---------- ENTRIES SHOWN

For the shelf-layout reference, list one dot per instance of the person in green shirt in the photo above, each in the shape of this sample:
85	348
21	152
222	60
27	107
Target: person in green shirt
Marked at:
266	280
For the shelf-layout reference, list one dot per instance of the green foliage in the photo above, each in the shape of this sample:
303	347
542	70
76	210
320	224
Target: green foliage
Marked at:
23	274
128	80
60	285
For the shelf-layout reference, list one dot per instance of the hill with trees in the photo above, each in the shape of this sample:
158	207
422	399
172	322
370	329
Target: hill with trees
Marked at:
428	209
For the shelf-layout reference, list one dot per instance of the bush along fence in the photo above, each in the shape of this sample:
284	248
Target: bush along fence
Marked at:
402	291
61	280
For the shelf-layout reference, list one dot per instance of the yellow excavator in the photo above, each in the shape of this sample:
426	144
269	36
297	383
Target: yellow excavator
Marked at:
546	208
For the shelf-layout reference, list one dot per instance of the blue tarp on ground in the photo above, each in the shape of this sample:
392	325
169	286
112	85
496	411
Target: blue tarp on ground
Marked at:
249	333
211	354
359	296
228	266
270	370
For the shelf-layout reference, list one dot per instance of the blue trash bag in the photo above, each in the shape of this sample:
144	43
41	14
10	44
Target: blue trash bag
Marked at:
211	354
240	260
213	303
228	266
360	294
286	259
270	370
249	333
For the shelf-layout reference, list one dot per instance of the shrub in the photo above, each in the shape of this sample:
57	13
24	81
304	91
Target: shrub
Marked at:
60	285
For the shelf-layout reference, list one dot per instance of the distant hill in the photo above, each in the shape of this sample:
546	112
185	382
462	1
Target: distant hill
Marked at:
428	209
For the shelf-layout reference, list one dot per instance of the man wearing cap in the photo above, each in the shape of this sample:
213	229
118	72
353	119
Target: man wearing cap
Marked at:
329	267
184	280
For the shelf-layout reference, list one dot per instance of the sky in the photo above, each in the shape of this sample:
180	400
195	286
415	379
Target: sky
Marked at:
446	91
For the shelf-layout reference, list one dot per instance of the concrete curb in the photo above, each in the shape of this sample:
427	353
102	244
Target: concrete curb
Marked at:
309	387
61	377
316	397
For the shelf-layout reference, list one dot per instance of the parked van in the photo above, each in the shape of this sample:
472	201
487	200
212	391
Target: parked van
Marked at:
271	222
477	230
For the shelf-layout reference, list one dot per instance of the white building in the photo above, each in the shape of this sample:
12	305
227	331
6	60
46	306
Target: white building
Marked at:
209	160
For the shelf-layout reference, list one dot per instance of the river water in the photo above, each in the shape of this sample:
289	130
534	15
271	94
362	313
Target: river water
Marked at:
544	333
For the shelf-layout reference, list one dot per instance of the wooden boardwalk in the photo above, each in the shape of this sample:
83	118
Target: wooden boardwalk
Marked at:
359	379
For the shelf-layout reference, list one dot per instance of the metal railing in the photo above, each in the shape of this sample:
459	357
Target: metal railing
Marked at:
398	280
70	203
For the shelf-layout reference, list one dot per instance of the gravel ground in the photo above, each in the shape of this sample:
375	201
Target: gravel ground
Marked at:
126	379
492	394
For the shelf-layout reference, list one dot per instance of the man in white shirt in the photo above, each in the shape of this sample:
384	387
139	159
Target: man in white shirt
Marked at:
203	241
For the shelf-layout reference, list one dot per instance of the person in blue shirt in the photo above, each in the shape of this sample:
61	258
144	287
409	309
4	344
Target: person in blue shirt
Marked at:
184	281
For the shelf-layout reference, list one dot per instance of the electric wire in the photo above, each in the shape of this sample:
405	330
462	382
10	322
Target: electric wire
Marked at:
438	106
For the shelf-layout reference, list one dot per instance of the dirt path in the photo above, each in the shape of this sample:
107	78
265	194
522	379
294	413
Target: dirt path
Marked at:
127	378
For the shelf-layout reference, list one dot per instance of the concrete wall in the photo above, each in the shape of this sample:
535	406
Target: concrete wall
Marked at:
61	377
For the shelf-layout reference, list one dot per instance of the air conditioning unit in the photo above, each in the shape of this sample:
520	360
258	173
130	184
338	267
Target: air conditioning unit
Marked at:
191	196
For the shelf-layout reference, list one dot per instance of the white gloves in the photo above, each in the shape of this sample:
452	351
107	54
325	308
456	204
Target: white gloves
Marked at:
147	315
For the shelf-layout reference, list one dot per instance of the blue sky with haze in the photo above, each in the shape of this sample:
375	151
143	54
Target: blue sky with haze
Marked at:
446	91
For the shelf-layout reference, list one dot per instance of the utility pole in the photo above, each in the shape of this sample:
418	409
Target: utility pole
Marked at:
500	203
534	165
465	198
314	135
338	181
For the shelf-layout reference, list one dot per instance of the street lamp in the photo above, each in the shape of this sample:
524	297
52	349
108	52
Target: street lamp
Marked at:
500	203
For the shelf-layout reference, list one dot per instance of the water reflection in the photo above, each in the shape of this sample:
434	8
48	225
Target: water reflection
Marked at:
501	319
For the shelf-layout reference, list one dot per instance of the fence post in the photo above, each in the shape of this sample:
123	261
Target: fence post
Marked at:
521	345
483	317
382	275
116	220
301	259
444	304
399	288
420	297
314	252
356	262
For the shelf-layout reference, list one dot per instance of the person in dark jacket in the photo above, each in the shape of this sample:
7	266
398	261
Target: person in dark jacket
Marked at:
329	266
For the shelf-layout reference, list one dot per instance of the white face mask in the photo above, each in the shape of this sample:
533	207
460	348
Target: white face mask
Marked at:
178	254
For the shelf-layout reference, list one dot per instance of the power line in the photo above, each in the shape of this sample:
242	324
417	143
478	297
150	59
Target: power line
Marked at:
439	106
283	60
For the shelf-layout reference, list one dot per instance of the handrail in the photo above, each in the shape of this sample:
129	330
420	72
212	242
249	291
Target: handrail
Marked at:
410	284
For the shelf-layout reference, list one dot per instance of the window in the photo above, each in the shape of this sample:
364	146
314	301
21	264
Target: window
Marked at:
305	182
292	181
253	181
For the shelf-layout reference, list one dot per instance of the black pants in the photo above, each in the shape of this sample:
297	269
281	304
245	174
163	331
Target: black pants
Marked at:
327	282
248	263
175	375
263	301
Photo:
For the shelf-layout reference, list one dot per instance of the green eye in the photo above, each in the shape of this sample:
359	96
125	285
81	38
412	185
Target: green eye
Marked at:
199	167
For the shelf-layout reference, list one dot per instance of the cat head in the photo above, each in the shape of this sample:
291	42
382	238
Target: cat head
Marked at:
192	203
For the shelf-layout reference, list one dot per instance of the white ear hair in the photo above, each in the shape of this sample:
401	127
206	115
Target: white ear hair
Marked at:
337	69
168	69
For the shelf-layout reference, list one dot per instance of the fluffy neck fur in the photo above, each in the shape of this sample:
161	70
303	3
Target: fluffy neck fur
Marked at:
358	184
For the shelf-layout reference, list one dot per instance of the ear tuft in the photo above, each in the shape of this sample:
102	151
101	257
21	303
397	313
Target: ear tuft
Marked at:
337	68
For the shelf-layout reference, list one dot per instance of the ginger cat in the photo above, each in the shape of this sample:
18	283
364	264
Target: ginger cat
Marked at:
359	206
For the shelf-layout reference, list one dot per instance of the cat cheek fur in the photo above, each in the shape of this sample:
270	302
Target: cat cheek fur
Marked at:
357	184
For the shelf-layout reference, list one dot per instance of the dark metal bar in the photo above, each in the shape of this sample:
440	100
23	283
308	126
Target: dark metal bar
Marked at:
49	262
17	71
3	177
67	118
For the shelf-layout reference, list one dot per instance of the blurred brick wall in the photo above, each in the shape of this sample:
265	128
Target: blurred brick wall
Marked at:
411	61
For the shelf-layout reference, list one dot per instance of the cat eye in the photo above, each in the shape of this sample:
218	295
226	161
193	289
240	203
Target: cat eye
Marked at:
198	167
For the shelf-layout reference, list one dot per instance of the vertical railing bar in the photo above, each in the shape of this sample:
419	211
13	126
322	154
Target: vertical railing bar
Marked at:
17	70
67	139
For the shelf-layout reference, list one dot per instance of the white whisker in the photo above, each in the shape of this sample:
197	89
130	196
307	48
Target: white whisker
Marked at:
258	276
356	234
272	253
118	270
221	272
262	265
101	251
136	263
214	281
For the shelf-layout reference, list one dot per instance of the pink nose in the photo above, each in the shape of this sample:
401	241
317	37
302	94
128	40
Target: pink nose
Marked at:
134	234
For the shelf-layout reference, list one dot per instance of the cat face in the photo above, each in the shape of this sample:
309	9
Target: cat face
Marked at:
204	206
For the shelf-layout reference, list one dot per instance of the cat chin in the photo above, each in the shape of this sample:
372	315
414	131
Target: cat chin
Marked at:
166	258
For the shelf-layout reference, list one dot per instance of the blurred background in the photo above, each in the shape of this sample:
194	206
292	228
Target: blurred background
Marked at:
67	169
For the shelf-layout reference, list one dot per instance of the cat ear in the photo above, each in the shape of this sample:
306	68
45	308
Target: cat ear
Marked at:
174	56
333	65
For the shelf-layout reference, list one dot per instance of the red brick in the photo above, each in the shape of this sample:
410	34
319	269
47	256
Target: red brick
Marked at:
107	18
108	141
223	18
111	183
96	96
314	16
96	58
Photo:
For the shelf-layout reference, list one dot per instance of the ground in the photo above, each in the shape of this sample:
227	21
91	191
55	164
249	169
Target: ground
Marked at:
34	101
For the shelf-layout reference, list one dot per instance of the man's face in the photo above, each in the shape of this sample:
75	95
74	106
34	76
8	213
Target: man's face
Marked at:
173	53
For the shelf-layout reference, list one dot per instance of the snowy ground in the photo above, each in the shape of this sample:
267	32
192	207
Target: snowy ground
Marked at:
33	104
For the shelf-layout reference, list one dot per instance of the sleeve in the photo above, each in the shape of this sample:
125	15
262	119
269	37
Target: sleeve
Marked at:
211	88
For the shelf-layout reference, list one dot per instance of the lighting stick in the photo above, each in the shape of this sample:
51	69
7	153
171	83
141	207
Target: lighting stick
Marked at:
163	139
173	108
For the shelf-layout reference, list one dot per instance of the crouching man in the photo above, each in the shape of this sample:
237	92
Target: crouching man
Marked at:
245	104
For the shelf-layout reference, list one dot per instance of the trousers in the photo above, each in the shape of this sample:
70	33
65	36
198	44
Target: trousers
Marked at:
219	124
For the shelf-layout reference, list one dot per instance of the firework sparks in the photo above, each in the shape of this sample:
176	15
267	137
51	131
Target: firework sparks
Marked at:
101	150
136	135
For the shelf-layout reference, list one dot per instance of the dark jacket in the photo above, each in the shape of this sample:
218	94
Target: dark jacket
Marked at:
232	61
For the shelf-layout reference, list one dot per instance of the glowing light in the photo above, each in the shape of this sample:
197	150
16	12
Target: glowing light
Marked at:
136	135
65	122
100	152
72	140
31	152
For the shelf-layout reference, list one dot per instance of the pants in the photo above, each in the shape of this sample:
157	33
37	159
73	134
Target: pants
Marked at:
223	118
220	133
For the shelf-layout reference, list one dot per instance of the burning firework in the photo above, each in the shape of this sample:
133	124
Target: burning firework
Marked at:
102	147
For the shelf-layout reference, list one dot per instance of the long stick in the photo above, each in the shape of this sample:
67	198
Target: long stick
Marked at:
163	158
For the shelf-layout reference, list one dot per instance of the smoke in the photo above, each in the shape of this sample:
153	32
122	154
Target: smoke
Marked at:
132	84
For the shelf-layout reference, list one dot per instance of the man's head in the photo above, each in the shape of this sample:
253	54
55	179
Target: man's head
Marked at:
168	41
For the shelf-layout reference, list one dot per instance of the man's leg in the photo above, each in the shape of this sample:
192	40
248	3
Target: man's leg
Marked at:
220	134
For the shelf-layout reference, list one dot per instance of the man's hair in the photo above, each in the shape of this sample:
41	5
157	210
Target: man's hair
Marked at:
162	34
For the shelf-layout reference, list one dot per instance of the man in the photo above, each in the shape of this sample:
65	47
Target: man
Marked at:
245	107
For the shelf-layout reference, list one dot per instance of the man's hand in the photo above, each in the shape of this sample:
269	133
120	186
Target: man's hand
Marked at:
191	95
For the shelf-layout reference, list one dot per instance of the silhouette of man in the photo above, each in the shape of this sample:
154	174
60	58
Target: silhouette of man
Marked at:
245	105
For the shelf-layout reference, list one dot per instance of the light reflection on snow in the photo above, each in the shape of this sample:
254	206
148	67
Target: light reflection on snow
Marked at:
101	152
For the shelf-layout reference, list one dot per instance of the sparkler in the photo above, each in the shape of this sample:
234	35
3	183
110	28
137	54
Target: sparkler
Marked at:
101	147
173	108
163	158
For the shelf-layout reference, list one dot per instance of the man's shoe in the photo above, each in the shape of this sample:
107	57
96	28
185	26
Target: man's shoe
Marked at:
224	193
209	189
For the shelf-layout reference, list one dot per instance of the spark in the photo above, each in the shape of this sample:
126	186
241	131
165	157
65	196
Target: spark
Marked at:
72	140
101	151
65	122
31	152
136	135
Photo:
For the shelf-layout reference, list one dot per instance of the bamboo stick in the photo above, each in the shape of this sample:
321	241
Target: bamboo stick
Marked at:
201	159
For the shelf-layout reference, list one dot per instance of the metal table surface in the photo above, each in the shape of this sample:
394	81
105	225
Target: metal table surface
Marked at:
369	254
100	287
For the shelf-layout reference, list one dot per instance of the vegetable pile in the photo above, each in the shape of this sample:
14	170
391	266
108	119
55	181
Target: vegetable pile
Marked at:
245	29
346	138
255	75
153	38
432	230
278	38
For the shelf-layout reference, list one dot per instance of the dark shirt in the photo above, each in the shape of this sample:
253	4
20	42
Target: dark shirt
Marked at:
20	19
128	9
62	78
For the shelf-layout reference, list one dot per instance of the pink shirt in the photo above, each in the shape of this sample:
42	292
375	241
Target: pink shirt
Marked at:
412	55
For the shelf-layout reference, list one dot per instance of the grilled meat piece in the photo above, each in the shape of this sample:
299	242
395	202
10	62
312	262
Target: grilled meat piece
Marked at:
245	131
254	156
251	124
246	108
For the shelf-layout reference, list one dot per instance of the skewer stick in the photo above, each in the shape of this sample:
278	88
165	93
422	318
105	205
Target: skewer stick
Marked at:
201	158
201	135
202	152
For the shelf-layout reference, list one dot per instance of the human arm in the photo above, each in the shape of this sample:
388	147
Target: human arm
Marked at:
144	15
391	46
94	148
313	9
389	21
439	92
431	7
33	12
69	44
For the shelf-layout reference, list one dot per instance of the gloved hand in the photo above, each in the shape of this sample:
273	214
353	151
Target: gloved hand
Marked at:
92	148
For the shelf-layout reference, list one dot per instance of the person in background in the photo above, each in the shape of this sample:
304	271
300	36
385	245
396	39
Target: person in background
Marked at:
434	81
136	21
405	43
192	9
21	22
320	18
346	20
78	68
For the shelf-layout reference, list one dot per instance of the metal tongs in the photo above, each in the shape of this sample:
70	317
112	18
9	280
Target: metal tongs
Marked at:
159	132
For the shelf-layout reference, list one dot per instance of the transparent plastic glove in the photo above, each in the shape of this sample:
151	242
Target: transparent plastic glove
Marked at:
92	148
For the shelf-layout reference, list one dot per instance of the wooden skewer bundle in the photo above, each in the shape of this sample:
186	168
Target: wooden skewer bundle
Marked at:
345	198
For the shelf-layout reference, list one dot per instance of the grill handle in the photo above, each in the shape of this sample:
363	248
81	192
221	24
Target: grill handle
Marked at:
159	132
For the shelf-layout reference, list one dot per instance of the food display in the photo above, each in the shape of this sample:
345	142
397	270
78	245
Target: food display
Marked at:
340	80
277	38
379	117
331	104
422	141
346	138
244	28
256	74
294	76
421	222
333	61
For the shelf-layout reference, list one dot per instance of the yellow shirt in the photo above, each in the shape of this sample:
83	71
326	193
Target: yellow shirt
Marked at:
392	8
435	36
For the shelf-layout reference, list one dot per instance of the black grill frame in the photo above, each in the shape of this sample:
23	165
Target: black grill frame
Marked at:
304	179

--------------------

INSTRUCTIONS FOR THE TASK |
Lay out the records as a Markdown table with the columns Row and Line. Begin at the line that has "the grill handle", stop after the final line of the records, and leave out blank lines.

REPLY |
| Row | Line |
|---|---|
| 1 | For the shelf-layout reference, list one dot per instance of the grill handle in the photo above, each in the shape of this sample: |
| 2 | 363	248 |
| 3 | 81	192 |
| 4 | 221	24 |
| 5 | Target: grill handle |
| 6 | Marked at: |
| 7 | 159	132 |
| 8 | For the shelf-layout reference, list one dot per instance of the food display in the photo above, each in the shape of this sample: |
| 9 | 345	142 |
| 10 | 397	270 |
| 11 | 78	245 |
| 12 | Target: food display |
| 13 | Marked at: |
| 14 | 340	80 |
| 15 | 277	38 |
| 16 | 379	117 |
| 17 | 331	104 |
| 18 | 422	141 |
| 19 | 346	138 |
| 20 | 244	28 |
| 21 | 256	74 |
| 22 | 294	76 |
| 23 | 421	222 |
| 24 | 333	61 |
| 25 | For the shelf-layout reference, list one dot per instance of the yellow shirt in the photo above, each in the shape of this sample: |
| 26 | 83	71 |
| 27 | 326	193 |
| 28 | Target: yellow shirt |
| 29 | Marked at: |
| 30 | 392	8 |
| 31 | 435	36 |
| 32 | For the shelf-layout reference, list one dot per instance of the black grill frame in the photo above, each in the shape of this sample: |
| 33 | 23	165 |
| 34 | Target: black grill frame |
| 35 | Marked at: |
| 36 | 304	179 |